What you should do:
Reproduce every line of the records below, including the requests, and reduce each coordinate in the answers by 21 while leaving the numbers in the requests and their sample lines unchanged.

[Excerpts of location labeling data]
┄┄┄┄┄┄┄┄┄┄┄┄┄┄┄┄┄┄┄┄

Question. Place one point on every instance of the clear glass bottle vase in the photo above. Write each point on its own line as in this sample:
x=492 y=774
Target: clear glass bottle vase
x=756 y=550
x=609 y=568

┄┄┄┄┄┄┄┄┄┄┄┄┄┄┄┄┄┄┄┄

Answer to the problem:
Question. Place one point on every instance of the clear glass bottle vase in the photo above. Write each point on its own line as in this sample:
x=492 y=774
Target: clear glass bottle vase
x=735 y=529
x=588 y=547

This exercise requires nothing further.